*** Begin section ***

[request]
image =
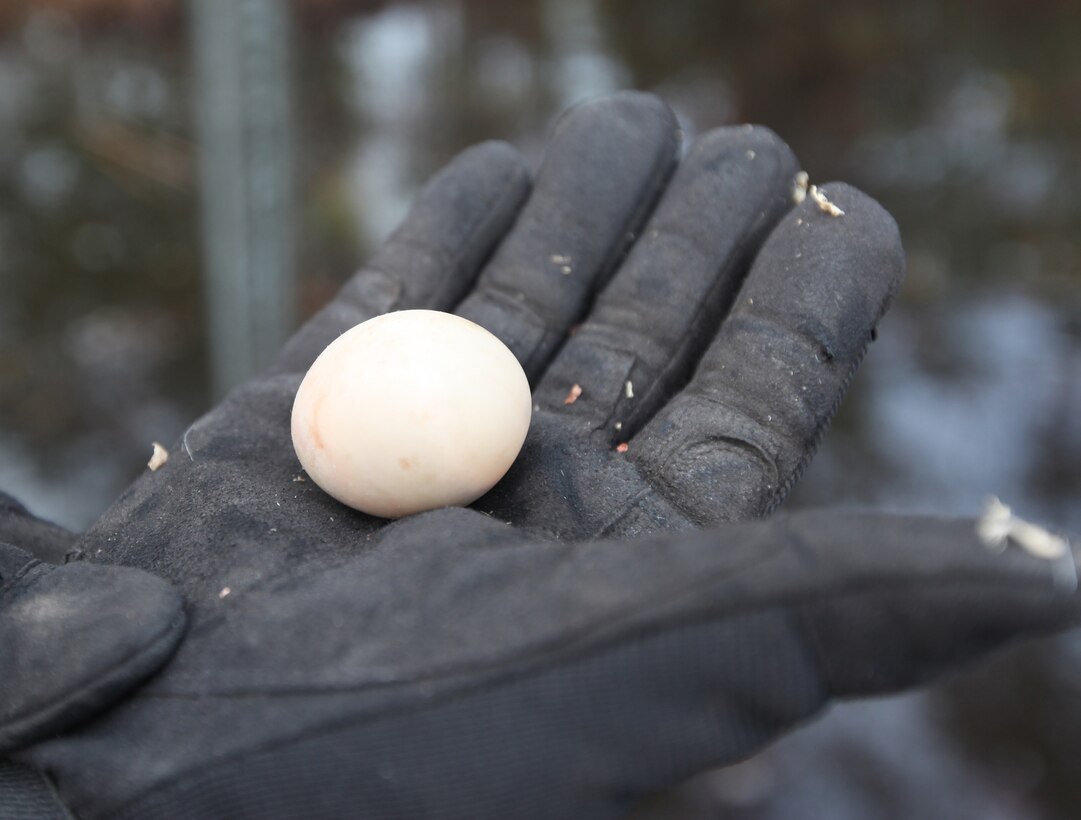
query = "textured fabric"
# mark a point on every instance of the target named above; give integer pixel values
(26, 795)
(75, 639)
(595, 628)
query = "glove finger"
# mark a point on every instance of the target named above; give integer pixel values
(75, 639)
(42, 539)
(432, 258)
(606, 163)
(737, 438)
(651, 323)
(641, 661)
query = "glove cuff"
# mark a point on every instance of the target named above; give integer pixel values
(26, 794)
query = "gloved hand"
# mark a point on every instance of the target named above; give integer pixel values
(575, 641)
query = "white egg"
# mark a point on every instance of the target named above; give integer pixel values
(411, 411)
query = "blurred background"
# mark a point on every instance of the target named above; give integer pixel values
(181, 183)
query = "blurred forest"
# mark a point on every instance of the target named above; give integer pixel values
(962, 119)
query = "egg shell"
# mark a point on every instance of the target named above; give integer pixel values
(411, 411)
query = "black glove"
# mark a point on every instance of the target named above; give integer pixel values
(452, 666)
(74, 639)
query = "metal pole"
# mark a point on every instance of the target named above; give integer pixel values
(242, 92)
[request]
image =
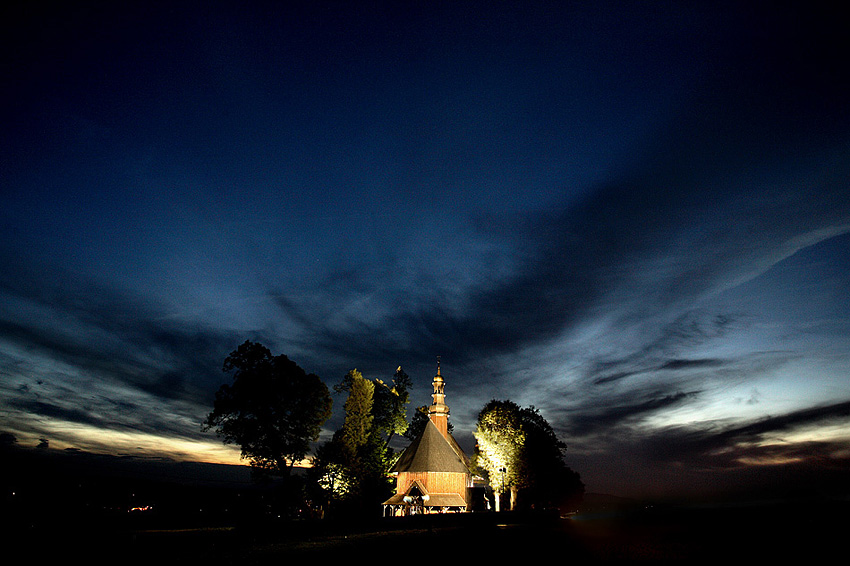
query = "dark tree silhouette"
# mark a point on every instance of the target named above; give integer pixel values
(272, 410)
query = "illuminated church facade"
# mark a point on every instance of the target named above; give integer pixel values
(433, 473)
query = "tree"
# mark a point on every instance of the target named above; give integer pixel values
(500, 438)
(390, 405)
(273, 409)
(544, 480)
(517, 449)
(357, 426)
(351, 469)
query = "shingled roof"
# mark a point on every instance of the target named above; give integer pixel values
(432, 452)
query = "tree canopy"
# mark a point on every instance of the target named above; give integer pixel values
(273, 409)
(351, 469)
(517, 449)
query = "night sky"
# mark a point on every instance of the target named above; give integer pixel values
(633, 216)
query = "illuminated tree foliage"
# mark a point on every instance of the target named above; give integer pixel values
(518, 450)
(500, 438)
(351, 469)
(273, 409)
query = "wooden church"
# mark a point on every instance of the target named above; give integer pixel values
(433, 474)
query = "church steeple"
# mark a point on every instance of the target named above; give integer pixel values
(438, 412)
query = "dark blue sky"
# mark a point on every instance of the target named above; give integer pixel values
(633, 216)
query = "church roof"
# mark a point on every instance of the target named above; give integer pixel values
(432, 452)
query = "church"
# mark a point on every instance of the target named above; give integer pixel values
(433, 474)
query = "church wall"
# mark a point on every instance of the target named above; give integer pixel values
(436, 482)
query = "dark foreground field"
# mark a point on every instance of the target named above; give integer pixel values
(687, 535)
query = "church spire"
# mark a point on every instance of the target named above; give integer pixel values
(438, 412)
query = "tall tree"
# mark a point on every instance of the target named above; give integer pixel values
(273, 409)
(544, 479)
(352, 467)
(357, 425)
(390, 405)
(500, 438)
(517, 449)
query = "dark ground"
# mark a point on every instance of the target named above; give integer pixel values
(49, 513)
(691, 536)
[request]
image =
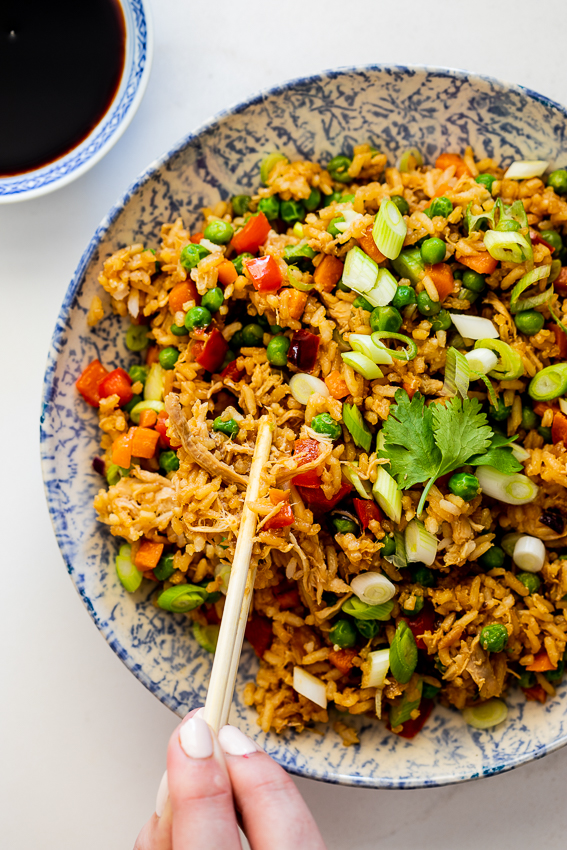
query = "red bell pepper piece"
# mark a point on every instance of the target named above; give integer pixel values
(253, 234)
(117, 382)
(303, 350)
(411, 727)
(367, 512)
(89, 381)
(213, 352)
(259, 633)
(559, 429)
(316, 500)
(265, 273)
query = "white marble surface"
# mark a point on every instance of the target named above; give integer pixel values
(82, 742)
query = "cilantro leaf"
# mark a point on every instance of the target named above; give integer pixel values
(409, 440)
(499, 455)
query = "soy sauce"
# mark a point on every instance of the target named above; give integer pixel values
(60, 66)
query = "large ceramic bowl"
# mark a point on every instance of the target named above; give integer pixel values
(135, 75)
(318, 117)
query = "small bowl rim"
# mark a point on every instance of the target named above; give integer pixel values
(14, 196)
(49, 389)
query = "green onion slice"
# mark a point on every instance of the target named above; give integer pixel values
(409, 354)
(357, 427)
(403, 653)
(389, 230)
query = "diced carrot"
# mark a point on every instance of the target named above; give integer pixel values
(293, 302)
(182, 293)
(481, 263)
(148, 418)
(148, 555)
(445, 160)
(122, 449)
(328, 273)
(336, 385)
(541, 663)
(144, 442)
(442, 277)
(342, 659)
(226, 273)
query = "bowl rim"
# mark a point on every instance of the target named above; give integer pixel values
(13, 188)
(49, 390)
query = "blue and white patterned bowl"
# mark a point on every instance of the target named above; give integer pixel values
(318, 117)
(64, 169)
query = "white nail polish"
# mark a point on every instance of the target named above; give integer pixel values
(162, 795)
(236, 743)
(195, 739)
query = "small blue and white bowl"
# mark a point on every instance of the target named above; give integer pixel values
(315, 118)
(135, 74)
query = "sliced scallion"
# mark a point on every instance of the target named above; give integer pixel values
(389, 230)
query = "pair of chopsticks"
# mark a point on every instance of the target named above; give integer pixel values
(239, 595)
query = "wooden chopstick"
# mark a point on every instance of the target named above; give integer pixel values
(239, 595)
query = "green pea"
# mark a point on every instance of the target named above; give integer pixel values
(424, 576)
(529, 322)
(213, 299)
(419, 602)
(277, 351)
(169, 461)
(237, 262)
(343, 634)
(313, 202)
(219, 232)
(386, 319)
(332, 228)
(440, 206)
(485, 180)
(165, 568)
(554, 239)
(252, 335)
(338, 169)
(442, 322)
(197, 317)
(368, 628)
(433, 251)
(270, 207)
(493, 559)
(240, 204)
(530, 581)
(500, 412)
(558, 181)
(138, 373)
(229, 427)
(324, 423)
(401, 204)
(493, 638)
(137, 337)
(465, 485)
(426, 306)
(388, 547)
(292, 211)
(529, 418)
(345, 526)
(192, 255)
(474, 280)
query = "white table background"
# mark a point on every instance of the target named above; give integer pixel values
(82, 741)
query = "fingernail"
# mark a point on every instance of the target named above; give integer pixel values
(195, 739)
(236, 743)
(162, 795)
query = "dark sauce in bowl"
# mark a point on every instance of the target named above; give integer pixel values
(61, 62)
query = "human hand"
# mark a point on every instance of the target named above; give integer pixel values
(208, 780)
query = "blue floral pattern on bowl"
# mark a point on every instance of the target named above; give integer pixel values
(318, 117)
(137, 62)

*** End section ***
*** Begin section ***

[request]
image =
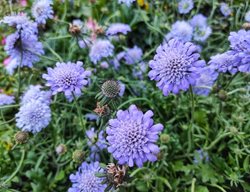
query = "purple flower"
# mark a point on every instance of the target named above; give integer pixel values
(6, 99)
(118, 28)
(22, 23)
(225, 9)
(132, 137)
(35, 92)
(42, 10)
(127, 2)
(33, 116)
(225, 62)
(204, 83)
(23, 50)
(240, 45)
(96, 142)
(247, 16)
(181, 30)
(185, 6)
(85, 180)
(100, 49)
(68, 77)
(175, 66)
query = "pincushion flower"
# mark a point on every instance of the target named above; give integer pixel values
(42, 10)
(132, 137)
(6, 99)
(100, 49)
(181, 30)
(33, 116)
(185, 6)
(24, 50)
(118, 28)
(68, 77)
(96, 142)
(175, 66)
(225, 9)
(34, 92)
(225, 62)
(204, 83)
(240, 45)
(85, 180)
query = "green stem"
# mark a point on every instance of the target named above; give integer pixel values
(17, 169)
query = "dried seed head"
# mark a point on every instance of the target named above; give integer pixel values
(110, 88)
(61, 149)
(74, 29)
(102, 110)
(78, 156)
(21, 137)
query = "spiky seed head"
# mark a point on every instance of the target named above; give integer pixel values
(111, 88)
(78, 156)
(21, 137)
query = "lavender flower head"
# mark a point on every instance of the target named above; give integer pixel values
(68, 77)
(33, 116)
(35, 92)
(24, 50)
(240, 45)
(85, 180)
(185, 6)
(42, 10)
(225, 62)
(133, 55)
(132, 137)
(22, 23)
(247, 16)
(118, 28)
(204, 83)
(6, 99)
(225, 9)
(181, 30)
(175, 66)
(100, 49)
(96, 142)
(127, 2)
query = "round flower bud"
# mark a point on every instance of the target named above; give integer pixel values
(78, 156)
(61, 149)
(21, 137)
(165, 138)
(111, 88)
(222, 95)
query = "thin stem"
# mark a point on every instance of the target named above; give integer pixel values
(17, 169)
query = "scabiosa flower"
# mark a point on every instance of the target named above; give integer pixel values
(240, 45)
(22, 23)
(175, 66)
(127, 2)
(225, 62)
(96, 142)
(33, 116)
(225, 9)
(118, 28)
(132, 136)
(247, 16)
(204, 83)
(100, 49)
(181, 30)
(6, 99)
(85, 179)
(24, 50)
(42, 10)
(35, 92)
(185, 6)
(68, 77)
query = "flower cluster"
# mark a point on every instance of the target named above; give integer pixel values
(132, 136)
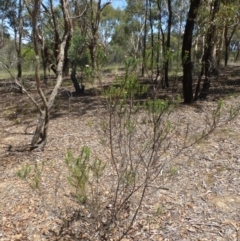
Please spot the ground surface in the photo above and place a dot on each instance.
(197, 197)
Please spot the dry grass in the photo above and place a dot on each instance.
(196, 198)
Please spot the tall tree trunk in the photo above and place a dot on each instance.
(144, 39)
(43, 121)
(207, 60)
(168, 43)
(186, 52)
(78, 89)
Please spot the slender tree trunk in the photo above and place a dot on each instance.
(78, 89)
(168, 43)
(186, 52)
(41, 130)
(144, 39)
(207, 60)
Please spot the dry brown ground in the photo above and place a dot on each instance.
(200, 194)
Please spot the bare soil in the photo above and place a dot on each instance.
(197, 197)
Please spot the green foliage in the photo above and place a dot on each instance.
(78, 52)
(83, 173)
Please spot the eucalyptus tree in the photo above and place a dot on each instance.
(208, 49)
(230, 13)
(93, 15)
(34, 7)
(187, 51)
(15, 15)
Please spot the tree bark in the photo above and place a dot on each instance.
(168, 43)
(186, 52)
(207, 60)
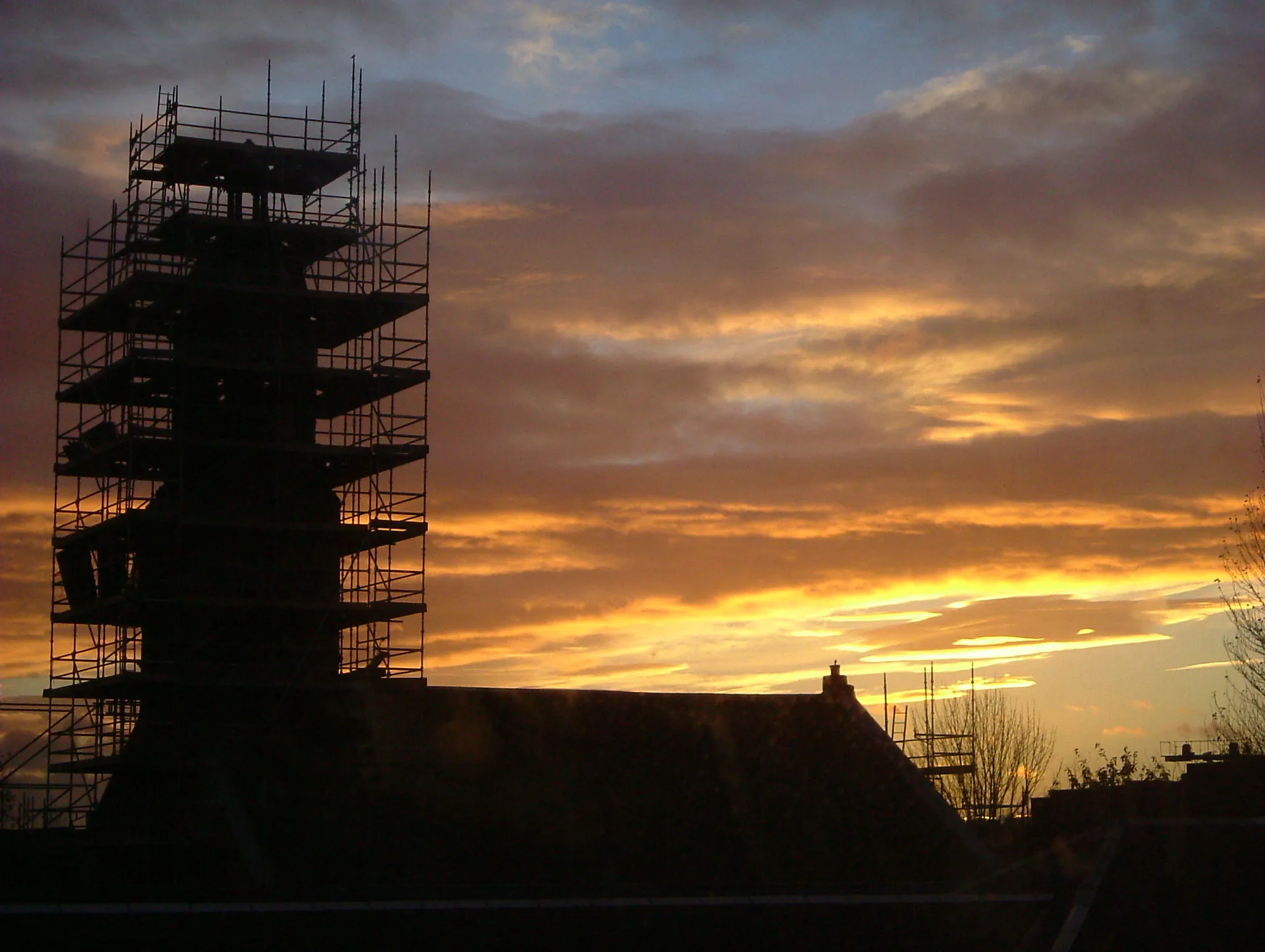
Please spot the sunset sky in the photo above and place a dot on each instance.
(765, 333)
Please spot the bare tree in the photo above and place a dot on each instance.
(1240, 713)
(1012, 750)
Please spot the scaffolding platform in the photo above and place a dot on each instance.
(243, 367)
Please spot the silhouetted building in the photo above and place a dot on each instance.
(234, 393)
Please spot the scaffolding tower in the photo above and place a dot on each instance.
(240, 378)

*** End section ***

## Aim of the task
From the entries, report every line in which the string "illuminated" occurs.

## Completed task
query = "illuminated church facade"
query = "illuminated tree foliage"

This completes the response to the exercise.